PASSAGE:
Mr Daniel Sternberg (instructed by the CPS) appeared on behalf of the Respondent

J U D G M E N T

LORD JUSTICE JACKSON:

1.

This judgment is in five parts, namely:

Part 1: Introduction;

Part 2: The Facts;

Part 3: The Appeal to the High Court;

Part 4: The Law;

Part 5: Decision.

Part 1: Introduction

2.

This is an appeal against an order for extradition to Poland in a conviction case. The central issue in this case is whether the European arrest warrant is invalid since it specifies a single aggregate sentence for three offences, only two of which would be a crime in England and Wales.

3.

In this judgment I shall refer to the Extradition Act 2003 as "the 2003 Act". Section 2 of the 2003 Act provides:

"(1)This section applies if the designated authority receives a Part 1 warrant in respect of a person.

(2)A Part 1 warrant is an arrest warrant which is issued by a judicial authority of a category 1 territory and which contains—

...

(b)

the statement referred to in subsection (5) and the information referred to in subsection (6).

...

(5)The statement is one that—

(a)

the person in respect of whom the Part 1 warrant is issued [has been convicted] of an offence specified in the warrant by a court in the category 1 territory, and

(b)

the Part 1 warrant is issued with a view to his arrest and extradition to the category 1 territory for the purpose of being sentenced for the offence or of serving a sentence of imprisonment or another form of detention imposed in respect of the offence.

(6)The information is—

(a)

particulars of the person’s identity;

(b)

particulars of the conviction;

(c)

particulars of any other warrant issued in the category 1 territory for the person’s arrest in respect of the offence;

(d)

particulars of the sentence which may be imposed under the law of the category 1 territory in respect of the offence, if the person has not been sentenced for the offence;

(e)

particulars of the sentence which has been imposed under the law of the category 1 territory in respect of the offence, if the person has been sentenced for the offence."

4.

Section 10 of the 2003 Act provides:

“(1)

This section applies if a person in respect of whom a Part 1 warrant is issued appears or is brought before the appropriate judge for the extradition hearing.

(2)

The judge must decide whether the offence specified in the Part 1 warrant is an extradition offence.

GIVEN REQUEST:
Pick up the extradition appeal judgment above from where it stops and continue it.

DATA SUPPLIED:
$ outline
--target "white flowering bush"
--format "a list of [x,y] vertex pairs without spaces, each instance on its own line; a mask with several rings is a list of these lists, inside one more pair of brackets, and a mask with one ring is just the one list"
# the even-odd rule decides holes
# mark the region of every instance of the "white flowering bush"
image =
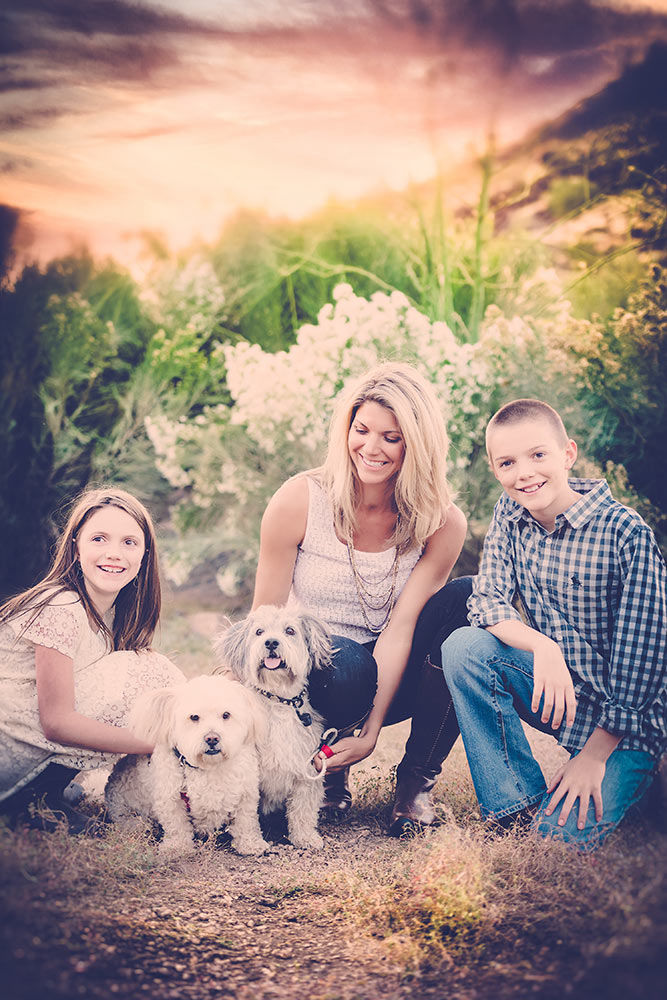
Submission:
[[[348,378],[381,359],[409,361],[436,388],[452,465],[465,466],[483,437],[491,384],[480,345],[458,343],[445,323],[431,322],[400,292],[364,299],[342,284],[333,298],[289,350],[224,347],[231,406],[207,407],[194,419],[162,414],[146,421],[160,472],[186,491],[176,523],[208,532],[215,525],[220,550],[236,553],[238,569],[228,567],[220,581],[227,591],[243,577],[242,564],[256,561],[271,494],[324,458],[333,402]],[[181,579],[183,552],[171,560]]]

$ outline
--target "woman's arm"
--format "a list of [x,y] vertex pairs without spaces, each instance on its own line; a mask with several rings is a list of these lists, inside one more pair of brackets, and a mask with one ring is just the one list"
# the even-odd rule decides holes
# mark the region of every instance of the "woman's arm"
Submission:
[[368,719],[357,738],[348,737],[332,747],[330,771],[355,764],[375,749],[380,729],[403,677],[419,614],[444,584],[463,548],[465,515],[452,504],[446,523],[428,539],[424,553],[410,574],[385,630],[375,644],[378,687]]
[[74,708],[74,667],[64,653],[35,646],[39,721],[48,740],[110,753],[146,754],[153,746],[129,729],[81,715]]
[[286,603],[307,521],[308,481],[299,476],[289,479],[274,493],[264,512],[253,610],[261,604]]

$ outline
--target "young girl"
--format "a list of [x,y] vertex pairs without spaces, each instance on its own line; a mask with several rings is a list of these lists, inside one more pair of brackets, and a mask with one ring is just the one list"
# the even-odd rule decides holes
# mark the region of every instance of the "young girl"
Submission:
[[286,482],[262,520],[253,606],[296,599],[329,625],[335,670],[322,688],[311,681],[311,702],[341,734],[361,726],[333,747],[327,808],[349,809],[349,766],[382,726],[412,719],[394,836],[434,822],[429,792],[459,732],[440,646],[467,624],[470,580],[446,582],[466,533],[447,445],[426,381],[380,365],[338,400],[322,468]]
[[3,812],[45,795],[79,833],[86,817],[62,795],[74,775],[152,752],[124,724],[142,691],[183,680],[150,648],[159,615],[148,511],[123,490],[86,492],[45,578],[0,607]]

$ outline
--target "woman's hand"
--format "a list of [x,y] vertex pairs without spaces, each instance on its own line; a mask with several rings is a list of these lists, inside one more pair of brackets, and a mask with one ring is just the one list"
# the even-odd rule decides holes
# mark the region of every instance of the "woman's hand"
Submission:
[[374,737],[364,733],[360,733],[359,736],[345,736],[331,747],[333,756],[325,758],[323,753],[319,753],[315,760],[326,759],[327,771],[342,771],[344,767],[358,764],[360,760],[370,757],[375,750],[376,742]]

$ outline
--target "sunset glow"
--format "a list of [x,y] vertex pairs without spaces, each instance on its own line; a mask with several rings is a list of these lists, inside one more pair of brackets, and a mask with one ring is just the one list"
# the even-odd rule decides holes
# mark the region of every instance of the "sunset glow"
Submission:
[[560,35],[527,15],[518,45],[488,22],[459,19],[450,38],[440,14],[424,30],[370,2],[199,0],[182,15],[89,0],[83,27],[71,6],[5,4],[2,201],[33,255],[84,240],[128,262],[143,230],[178,248],[242,206],[299,217],[426,180],[491,128],[507,143],[562,113],[667,33],[663,2],[589,3],[588,32],[566,30],[564,4]]

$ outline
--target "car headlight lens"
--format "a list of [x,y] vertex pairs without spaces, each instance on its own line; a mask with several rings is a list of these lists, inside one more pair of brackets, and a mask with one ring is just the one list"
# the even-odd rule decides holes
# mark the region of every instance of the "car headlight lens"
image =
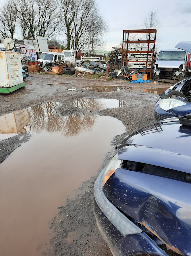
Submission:
[[122,160],[118,160],[118,154],[116,155],[98,176],[94,186],[95,200],[104,214],[124,236],[140,234],[142,230],[114,205],[103,191],[104,182],[106,182],[114,171],[120,167],[122,162]]
[[122,160],[118,159],[118,154],[112,158],[106,170],[103,179],[103,187],[116,170],[122,167]]
[[178,99],[165,99],[160,100],[159,106],[164,110],[168,111],[174,107],[184,106],[186,104],[186,103]]

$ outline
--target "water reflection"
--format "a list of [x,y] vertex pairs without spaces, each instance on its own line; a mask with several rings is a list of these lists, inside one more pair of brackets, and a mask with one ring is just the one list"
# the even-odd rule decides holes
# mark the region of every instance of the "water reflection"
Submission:
[[82,87],[84,90],[87,91],[97,91],[98,92],[112,92],[113,91],[120,91],[123,90],[128,90],[132,87],[126,87],[124,86],[114,86],[108,85],[104,86],[102,85],[92,85],[91,86],[86,86]]
[[72,103],[74,106],[88,108],[90,111],[121,107],[126,105],[124,100],[112,99],[78,99]]
[[76,113],[60,117],[56,108],[60,105],[58,102],[46,102],[0,117],[0,133],[6,136],[2,139],[10,137],[8,134],[16,135],[26,131],[76,136],[82,131],[90,130],[96,122],[96,116],[91,114]]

FINAL ANSWER:
(3)

If the judge decides the question in subsection (2) in the negative he must order the person's discharge.

(4)

If the judge decides that question in the affirmative he must proceed under section 11."

5.

Section 65 of the 2003 Act provides:

"(1)

This section applies in relation to conduct of a person if–

(a)

he is alleged to be unlawfully at large after conviction by a court in a category 1 territory of an offence constituted by the conduct, and

(b)

he has been sentenced for the offence.

...

(3)

The conduct also constitutes an extradition offence in relation to the category 1 territory if these conditions are satisfied–

(a)

the conduct occurs in the category 1 territory;

(b)

the conduct would constitute an offence under the law of the relevant part of the United Kingdom if it occurred in that part of the United Kingdom;

(c)

a sentence of imprisonment or another form of detention for a term of 4 months or a greater punishment has been imposed in the category 1 territory in respect of the conduct."

6.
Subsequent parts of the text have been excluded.